[Provided material start]
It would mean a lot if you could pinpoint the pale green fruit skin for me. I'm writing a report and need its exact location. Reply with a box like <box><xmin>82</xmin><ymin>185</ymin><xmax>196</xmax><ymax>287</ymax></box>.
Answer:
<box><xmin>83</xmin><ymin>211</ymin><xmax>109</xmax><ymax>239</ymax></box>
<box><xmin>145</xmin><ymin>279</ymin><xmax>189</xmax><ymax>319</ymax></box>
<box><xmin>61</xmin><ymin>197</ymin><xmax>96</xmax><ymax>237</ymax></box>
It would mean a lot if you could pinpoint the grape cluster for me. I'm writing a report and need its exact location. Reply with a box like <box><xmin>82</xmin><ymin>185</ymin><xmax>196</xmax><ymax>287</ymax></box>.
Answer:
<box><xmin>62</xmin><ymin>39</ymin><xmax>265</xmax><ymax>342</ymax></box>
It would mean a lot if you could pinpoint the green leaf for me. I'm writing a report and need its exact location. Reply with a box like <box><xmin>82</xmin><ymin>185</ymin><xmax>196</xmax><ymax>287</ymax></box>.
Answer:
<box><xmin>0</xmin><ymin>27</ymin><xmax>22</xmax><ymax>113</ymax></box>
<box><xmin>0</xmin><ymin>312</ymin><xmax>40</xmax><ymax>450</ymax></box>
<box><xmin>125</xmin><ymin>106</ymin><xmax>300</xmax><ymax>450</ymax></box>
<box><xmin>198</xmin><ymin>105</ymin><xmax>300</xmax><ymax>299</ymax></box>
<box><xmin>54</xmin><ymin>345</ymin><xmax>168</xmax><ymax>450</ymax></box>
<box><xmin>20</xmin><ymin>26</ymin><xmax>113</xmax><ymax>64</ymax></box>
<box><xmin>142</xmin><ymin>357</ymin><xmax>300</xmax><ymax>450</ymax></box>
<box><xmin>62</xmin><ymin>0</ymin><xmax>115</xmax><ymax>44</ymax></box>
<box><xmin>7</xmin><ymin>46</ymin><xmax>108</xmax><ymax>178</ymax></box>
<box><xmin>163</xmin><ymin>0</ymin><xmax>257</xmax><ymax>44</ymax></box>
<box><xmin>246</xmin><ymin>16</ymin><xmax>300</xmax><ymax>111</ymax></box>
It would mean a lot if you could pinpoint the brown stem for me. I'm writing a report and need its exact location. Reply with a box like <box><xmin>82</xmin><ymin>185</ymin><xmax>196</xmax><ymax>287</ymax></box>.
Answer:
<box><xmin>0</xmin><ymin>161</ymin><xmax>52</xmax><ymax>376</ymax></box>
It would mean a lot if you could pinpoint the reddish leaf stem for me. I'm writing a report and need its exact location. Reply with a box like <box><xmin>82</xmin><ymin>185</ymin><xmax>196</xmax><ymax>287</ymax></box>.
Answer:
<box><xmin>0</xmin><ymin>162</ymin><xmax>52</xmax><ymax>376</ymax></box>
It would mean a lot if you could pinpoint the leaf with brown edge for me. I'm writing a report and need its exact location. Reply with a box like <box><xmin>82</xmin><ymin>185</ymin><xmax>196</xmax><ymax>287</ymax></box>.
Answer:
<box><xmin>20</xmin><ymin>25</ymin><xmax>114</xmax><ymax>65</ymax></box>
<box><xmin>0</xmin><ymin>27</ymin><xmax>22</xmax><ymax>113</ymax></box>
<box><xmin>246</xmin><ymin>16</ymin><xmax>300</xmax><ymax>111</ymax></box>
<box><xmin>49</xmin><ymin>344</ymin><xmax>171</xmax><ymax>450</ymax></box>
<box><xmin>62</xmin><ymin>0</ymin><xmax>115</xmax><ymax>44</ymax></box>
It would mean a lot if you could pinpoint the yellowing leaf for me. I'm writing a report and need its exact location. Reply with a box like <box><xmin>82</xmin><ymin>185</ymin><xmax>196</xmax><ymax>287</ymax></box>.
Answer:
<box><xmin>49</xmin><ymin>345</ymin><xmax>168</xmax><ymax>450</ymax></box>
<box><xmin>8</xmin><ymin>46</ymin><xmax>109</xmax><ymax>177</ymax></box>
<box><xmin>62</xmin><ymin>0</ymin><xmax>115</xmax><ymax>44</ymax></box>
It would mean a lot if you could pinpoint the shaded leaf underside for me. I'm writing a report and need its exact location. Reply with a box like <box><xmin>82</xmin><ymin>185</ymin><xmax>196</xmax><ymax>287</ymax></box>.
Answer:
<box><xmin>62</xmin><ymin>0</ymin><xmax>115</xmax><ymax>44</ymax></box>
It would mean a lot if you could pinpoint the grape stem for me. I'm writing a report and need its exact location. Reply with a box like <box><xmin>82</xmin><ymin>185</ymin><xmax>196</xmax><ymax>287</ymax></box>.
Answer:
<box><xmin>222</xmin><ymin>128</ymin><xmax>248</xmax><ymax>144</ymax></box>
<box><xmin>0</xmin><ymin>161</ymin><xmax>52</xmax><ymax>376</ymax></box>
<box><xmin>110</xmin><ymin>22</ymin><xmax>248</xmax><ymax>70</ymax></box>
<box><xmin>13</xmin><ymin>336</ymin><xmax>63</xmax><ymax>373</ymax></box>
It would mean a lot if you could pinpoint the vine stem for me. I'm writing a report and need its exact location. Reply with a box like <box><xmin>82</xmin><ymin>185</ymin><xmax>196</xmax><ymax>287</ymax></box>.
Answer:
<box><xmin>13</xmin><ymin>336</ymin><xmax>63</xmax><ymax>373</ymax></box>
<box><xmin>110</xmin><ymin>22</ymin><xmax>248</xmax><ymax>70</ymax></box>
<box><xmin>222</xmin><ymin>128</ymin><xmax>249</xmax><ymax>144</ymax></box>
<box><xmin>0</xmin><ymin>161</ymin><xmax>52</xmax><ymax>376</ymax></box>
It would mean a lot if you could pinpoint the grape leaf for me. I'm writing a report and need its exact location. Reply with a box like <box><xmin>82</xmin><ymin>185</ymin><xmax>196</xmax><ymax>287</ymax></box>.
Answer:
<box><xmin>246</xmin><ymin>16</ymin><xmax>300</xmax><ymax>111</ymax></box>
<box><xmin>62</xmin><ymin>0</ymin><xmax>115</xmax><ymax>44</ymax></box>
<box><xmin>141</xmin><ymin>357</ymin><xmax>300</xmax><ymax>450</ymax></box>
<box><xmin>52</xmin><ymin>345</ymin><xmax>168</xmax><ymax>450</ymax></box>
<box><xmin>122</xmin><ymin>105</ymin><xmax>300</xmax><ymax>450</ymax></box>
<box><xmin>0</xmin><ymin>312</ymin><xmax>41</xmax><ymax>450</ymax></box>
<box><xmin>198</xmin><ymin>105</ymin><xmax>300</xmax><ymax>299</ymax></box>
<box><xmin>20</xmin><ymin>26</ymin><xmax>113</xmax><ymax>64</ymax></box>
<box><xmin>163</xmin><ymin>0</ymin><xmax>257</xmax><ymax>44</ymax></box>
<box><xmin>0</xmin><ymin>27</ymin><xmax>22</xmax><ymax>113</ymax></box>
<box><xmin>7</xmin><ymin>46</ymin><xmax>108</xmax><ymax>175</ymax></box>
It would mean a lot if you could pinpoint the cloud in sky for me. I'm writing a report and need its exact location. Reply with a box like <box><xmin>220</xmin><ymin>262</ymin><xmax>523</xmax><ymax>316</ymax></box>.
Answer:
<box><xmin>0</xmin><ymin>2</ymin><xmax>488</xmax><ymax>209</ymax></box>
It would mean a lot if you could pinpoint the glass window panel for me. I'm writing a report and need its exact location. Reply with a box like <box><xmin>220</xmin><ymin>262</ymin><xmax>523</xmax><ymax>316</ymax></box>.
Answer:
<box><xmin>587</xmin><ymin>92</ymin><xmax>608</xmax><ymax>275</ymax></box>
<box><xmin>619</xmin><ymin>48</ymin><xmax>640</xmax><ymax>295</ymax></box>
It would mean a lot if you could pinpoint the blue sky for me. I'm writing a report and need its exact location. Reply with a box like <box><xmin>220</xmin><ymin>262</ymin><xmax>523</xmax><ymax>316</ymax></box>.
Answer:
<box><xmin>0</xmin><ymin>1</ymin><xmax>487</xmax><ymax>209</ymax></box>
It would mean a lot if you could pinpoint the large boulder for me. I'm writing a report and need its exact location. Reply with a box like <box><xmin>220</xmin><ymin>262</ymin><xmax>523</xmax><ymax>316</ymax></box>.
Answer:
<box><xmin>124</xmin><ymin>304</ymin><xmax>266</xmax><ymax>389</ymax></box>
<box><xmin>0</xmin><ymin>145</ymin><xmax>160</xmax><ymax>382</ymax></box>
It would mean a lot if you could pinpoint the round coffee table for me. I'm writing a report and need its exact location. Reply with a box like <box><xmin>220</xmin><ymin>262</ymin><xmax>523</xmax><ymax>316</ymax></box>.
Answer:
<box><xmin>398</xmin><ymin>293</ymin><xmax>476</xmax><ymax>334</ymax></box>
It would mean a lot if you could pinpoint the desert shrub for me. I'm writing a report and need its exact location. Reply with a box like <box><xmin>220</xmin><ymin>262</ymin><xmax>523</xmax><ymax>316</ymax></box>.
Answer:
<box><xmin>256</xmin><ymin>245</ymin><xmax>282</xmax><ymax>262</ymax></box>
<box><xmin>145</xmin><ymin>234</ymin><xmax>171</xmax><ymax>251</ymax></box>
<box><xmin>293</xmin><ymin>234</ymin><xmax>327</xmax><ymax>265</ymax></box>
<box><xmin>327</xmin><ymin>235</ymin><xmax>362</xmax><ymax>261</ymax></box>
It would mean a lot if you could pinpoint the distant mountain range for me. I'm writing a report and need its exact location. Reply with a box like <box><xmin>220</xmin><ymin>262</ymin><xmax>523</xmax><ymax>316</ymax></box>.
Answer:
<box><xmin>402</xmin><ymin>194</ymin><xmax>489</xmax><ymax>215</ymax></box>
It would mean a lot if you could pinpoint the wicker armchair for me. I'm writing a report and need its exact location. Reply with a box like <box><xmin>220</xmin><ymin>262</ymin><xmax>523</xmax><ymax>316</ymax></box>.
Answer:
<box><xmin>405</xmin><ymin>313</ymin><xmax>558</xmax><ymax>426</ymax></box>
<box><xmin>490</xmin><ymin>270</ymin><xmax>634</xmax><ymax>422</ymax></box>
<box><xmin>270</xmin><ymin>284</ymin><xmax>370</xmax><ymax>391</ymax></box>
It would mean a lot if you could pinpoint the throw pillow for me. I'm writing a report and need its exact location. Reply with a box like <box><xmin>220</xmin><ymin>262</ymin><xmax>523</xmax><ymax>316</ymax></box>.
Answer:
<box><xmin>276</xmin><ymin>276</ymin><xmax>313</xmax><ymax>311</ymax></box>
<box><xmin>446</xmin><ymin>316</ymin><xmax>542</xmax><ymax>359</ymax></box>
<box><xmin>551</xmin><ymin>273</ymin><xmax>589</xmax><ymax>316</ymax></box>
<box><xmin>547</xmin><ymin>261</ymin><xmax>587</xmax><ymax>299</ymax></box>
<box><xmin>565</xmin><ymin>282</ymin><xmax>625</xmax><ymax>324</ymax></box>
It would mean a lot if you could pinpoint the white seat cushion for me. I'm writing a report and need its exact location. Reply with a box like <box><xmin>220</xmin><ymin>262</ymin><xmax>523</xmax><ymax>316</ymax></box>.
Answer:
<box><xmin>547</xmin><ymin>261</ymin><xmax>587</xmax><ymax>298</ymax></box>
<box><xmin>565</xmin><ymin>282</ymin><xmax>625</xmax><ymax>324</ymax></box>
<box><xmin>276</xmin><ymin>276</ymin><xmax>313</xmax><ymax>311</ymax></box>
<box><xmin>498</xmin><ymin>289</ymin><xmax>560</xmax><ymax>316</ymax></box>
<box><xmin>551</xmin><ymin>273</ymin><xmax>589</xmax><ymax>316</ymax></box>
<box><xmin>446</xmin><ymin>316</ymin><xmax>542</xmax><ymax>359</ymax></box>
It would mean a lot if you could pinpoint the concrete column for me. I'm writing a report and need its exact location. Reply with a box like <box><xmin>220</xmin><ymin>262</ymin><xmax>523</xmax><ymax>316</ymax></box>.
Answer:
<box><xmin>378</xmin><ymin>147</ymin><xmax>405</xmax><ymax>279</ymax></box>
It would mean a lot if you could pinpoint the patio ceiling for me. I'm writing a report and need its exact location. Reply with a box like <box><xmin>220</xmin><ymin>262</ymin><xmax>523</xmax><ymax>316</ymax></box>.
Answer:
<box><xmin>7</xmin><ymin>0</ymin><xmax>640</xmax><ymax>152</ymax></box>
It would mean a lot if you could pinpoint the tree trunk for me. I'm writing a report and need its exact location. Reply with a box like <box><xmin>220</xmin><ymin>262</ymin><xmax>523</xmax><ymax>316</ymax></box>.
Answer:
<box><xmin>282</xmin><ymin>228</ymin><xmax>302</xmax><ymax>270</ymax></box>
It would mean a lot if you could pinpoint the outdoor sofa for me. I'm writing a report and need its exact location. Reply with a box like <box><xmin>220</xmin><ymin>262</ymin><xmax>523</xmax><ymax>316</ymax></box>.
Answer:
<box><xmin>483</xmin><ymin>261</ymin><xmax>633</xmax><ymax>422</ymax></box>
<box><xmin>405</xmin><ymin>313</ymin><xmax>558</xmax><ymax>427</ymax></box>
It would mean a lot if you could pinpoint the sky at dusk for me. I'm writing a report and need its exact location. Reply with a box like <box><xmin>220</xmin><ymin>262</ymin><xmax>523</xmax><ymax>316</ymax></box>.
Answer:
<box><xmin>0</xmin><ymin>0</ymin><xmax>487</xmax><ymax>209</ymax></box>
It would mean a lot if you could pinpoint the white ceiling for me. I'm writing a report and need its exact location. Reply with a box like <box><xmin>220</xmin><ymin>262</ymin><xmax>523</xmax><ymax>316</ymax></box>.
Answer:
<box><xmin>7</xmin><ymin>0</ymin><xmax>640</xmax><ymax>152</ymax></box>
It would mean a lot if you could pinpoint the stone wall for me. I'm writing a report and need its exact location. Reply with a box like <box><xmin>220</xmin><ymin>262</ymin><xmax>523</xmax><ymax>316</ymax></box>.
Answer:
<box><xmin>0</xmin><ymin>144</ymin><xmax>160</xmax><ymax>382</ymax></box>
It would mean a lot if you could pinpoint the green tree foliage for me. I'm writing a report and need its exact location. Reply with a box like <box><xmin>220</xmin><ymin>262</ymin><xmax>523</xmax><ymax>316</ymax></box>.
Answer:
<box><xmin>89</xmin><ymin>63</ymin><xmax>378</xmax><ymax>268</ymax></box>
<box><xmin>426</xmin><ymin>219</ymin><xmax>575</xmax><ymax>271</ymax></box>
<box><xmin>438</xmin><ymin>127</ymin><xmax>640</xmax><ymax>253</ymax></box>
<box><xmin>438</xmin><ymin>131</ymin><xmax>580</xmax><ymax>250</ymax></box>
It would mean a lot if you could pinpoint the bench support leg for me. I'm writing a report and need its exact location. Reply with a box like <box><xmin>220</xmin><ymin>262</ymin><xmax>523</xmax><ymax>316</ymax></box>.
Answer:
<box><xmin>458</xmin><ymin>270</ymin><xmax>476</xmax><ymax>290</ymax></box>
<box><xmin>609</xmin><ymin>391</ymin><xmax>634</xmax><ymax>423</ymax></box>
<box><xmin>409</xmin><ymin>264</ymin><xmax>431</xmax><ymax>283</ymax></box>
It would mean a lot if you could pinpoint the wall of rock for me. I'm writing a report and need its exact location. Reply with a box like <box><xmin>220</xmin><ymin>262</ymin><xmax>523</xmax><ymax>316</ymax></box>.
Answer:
[Provided material end]
**Request:**
Rewrite the lines starting at the one that contains "It would mean a lot if you could pinpoint the wall" and ending at the last line of the entries, swapping "wall of rock" for "rock face" and leaving everything else unchanged.

**Output for this exercise:**
It would mean a lot if you could pinpoint the rock face for me. I'm writing a report and need its exact location. Reply with a box like <box><xmin>220</xmin><ymin>262</ymin><xmax>523</xmax><ymax>316</ymax></box>.
Answer:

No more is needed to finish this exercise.